== DIRECTIONS ==
a: For each statement, say yes or no according to whether it agrees with the passage about the cardboard castle, and quote the words of the passage that decide it: (i) Hollie is four years old; (ii) Grandma built the pink wooden playhouse; (iii) Grandma was permitted to bring dragons inside.
b: According to the passage about the cardboard castle, what was the castle made from?
c: Resume the passage about the cardboard castle, starting after its final sentence.

== DOCUMENT EXTRACT ==
I was given a flower-crown to wear and invited to explore, even though she wouldn’t let me bring any dragons inside. “You’re weird, Grandma.”

Hollie is four, going on forty, and rules her father with a wicked sense of humour. I couldn’t help remembering a four-year old son who had built a full sized aeroplane from blocks, big enough to sit in and ‘fly’ and I told Hollie about it. She reminded me that he is not a little boy any more, so now he can build castles instead.

The castle is brilliant. The magical combination of love, play, time and imagination has created a whole world of fantastical stories from a few cardboard boxes. It is not as if the girls need a playhouse… they a have a wonderful wooden one, painted pink, complete with window boxes, tucked away at the bottom of the garden. Daddy built that one too… but it was Grandma, armed with a glass and paper, who was called upon to dislodge the huge hornet that had found its way inside.

== EXTRACTED DATA ==
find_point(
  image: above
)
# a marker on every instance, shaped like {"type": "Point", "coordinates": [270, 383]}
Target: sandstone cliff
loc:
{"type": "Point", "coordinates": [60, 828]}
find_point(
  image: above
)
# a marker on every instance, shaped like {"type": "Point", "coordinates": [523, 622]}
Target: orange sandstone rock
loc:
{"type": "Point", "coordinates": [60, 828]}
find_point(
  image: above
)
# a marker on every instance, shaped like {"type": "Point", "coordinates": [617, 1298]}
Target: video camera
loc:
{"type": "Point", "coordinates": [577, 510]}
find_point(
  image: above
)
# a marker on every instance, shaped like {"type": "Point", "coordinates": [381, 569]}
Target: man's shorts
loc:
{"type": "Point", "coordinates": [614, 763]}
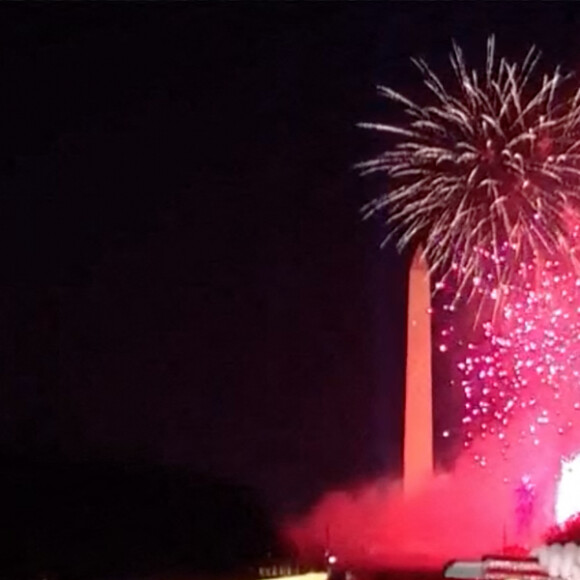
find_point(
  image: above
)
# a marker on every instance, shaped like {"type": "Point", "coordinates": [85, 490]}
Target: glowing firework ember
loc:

== EXPECTED RESPONSES ==
a:
(i) Yes: "Hollie is four, going on forty"
(ii) No: "Daddy built that one too"
(iii) No: "she wouldn’t let me bring any dragons inside"

b: It was made from a few cardboard boxes.

c:
“Grandma’s a crazy woman,” my granddaughter confided in her father. I was touched; their other grandparents are wonderful…they are a close-knit family… so I’m happy to be the weird one who bobs in and out, doing odd things, crawling around on the floor and disposing of monsters. She is convinced I keep pet dragons and that the sword that hangs on my bedroom wall is magical. My arrival at Hollie’s third birthday party, dressed as a fairy, has still not been forgotten. Nor has her  very loud, “That’s my Grandma!”  that made half the theatre giggle, when the Wicked Witch came on stage in the pantomime that Christmas…

Alex is a joy to watch with his daughters. He is everything a Dad should be. He can be gentle or firm at need, but he is always a loving teacher, even though he doesn’t always realise it himself. As a spot of rain fell, Hollie began to worry about her castle, but he was quick to reassure her.

“If it only rains a little bit, it might just go a bit crinkly.”

“Like Grandma…”

“But if it gets ruined,” he shrugged, “we’ll just build a better one.”

“Okay,” said Hollie, in perfect trust.

As the rain started in earnest, we went inside to play and I thought about the life-lessons my son was inadvertently teaching, and had already taught with his cardboard boxes. Lessons my granddaughters will unconsciously absorb. Castles don’t just happen, they take imagination and they take effort. Perseverance. Maybe teamwork and cooperation. Sometimes, they don’t work out…or do not last… but, using your experience of what has gone before, you can build a new one, often a better one. There is always another chance.

Castles and dreams have a lot in common; they cannot simply be bought and they are both products of the imagination, which is in inexhaustible supply. And, just because a castle, or a dream, wilts in the rain, it does not mean that it is forever lost.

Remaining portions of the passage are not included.